→ **Requirement A**
Please convert only the part of the entries that opens with the line containing "of the hedge" and runs through the end of the entries into a numbered list, leaving out blank lines.

→ **Source excerpt**
****************************************

The sample studied in this work is a typical printed circuit board (PCB) board that is widely available in the market. This sample consists of (1) insulating materials such as solder mask, (2) copper layers laminated to the substrates, and (3) glass fiber layers. Figure 4 illustrates different layers of the PCB.

Figure 4
figure 4

Digital image of the PCB board after: (a) 0 cycles of lasering; (b) few cycles of lasering; and (c) tens of cycles of lasering. (d) Schematic illustration of PCB cross section.

****************************************

→ **Requirement B**
Copy the part of the PCB excerpt that opens with the words "The sample studied" and closes with "PCB cross section.", word for word.

****************************************

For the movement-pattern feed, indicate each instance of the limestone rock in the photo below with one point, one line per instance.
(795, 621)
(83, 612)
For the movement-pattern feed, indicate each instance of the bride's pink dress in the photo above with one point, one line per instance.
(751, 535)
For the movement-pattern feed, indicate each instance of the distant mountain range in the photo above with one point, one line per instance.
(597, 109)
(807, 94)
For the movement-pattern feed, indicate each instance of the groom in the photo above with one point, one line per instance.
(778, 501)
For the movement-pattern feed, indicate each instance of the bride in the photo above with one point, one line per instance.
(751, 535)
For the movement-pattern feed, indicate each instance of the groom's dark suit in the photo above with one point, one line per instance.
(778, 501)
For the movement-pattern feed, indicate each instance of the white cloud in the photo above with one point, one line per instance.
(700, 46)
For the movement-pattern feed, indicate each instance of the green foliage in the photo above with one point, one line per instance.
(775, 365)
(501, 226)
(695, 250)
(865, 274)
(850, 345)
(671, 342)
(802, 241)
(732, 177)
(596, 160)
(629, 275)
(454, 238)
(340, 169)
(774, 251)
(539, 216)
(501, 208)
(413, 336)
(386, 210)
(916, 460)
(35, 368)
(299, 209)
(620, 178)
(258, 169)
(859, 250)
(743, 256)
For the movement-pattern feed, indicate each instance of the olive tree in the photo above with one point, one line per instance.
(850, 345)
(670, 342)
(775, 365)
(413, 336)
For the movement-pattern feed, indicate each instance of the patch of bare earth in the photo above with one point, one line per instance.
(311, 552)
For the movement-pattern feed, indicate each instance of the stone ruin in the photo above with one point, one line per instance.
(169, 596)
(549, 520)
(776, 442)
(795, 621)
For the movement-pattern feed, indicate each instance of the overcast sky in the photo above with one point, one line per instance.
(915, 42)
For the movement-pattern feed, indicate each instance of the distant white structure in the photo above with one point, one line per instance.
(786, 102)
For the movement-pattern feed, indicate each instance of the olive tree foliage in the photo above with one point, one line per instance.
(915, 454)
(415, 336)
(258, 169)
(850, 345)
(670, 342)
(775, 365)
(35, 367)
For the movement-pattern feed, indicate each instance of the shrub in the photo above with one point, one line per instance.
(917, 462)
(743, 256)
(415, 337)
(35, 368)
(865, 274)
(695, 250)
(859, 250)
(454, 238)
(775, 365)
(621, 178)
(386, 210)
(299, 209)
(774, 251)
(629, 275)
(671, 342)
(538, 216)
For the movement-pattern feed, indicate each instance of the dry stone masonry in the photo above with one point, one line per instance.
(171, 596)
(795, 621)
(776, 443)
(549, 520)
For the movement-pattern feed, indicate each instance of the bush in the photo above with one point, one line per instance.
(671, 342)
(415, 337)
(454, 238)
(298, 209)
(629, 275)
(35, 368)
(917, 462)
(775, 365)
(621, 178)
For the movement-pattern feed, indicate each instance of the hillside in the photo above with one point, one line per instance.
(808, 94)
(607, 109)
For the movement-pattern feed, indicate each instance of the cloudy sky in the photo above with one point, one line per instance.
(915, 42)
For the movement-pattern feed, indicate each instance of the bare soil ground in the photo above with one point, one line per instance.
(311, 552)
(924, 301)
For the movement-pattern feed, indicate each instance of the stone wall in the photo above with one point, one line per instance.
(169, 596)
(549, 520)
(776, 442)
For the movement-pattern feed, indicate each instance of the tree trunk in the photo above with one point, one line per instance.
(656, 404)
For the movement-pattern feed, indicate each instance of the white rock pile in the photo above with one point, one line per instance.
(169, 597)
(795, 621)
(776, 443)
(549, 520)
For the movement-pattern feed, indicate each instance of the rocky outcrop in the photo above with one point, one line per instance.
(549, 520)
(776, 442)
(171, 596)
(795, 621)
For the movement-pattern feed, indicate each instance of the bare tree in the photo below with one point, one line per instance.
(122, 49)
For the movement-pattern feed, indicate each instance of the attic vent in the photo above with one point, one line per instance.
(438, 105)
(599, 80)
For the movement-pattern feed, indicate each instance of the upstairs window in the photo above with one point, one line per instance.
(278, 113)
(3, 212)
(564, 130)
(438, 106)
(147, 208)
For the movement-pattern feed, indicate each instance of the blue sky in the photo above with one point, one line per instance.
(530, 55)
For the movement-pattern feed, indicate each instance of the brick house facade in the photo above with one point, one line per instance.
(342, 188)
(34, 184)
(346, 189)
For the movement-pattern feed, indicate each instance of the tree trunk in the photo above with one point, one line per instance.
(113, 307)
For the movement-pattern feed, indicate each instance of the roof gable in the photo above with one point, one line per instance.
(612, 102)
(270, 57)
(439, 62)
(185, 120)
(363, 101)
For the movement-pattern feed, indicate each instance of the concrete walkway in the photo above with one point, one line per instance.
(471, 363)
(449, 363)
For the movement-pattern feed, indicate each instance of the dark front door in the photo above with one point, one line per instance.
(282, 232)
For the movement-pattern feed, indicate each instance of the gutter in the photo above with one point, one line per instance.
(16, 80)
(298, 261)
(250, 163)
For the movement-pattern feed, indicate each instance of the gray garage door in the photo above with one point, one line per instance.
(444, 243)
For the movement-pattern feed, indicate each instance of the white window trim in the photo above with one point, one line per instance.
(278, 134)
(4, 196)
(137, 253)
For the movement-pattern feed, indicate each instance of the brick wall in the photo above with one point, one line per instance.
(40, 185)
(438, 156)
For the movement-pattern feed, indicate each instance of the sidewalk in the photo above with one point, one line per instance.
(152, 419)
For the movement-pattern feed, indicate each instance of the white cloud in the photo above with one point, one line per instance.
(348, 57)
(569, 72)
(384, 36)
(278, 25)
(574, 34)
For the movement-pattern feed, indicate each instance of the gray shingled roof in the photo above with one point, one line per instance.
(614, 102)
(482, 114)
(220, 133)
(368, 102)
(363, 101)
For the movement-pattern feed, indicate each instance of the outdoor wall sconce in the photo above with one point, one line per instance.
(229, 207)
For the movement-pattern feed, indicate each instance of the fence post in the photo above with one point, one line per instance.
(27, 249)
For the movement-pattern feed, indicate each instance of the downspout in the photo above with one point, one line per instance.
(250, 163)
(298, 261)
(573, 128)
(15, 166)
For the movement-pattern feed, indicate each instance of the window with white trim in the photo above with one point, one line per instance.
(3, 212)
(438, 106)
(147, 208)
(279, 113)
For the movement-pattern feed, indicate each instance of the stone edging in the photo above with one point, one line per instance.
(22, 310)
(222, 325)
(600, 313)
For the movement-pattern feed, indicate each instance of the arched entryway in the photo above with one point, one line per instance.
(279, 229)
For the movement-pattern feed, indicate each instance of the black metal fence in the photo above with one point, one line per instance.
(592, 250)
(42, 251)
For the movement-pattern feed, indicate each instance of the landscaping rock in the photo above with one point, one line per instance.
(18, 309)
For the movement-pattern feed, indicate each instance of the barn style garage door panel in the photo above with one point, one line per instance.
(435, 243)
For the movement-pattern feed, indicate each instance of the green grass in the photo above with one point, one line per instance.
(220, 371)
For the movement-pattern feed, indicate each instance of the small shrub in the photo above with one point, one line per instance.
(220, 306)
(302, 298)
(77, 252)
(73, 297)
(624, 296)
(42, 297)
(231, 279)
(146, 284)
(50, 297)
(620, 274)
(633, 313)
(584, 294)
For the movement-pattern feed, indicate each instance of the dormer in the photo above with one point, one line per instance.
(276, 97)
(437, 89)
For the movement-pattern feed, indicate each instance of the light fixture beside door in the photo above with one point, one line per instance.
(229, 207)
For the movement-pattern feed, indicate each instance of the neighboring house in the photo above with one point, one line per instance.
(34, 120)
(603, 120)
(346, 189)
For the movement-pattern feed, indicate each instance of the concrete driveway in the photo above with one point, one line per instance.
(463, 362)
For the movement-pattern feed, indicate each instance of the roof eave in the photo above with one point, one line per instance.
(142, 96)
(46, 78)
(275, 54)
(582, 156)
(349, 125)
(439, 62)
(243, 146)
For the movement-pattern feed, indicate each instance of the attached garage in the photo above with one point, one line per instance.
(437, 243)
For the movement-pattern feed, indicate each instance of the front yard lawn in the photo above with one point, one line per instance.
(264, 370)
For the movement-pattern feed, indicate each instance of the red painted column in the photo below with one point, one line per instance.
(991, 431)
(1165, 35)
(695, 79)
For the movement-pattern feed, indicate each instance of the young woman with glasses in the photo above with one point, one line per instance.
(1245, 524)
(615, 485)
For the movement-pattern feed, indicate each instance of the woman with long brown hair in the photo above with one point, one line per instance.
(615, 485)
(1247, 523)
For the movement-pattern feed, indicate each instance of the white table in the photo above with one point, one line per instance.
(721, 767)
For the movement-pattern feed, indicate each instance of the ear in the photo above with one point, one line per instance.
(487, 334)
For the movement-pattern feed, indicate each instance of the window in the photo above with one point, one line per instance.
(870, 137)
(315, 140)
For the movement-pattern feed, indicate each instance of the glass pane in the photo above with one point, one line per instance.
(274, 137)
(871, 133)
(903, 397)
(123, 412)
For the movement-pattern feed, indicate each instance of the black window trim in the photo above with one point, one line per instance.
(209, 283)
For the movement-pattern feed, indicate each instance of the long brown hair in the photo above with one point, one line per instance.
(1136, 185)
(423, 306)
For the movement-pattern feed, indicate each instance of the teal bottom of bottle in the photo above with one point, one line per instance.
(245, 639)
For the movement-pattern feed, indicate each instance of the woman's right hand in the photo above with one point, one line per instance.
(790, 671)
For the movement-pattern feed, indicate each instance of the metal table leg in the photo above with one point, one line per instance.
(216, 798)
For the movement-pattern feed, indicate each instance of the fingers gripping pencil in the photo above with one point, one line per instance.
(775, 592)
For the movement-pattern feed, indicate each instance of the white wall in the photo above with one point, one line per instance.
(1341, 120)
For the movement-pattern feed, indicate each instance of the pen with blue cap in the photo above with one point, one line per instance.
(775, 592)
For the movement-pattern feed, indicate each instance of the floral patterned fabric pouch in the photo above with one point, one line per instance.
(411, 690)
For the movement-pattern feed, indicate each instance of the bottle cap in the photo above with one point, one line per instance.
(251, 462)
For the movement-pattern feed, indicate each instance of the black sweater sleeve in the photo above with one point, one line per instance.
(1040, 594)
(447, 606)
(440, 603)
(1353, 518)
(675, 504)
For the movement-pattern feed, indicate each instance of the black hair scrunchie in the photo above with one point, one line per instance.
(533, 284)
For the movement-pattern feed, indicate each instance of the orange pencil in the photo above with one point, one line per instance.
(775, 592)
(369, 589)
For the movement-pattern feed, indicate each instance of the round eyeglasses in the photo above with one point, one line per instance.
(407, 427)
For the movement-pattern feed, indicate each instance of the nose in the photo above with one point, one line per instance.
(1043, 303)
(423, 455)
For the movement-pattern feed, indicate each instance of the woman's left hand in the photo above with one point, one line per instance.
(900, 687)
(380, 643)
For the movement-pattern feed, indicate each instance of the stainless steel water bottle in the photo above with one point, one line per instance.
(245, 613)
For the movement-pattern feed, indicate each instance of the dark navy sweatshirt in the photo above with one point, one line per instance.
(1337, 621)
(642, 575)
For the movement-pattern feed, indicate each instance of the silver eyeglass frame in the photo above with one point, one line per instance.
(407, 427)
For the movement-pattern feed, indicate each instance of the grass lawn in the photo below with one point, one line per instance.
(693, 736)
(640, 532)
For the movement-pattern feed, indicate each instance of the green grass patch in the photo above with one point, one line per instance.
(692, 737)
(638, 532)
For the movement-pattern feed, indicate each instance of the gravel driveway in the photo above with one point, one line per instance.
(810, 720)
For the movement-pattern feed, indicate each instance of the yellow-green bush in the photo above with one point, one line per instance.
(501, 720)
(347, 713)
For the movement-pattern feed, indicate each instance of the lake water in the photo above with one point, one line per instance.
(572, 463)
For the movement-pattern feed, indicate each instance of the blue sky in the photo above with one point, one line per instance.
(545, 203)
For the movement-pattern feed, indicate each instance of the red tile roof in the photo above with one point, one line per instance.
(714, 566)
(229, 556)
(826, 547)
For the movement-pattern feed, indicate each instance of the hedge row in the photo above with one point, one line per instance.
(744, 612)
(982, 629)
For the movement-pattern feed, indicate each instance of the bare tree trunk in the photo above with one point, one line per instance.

****************************************

→ **Written solution A**
1. For the movement-pattern feed, indicate each instance of the hedge row in the photo above with one point, one line per instance.
2. (744, 612)
3. (982, 629)
4. For the movement-pattern feed, indicate each instance of the bare tree trunk in the photo above with one point, one line per instance.

→ **Written solution B**
The sample studied in this work is a typical printed circuit board (PCB) board that is widely available in the market. This sample consists of (1) insulating materials such as solder mask, (2) copper layers laminated to the substrates, and (3) glass fiber layers. Figure 4 illustrates different layers of the PCB.

Figure 4
figure 4

Digital image of the PCB board after: (a) 0 cycles of lasering; (b) few cycles of lasering; and (c) tens of cycles of lasering. (d) Schematic illustration of PCB cross section.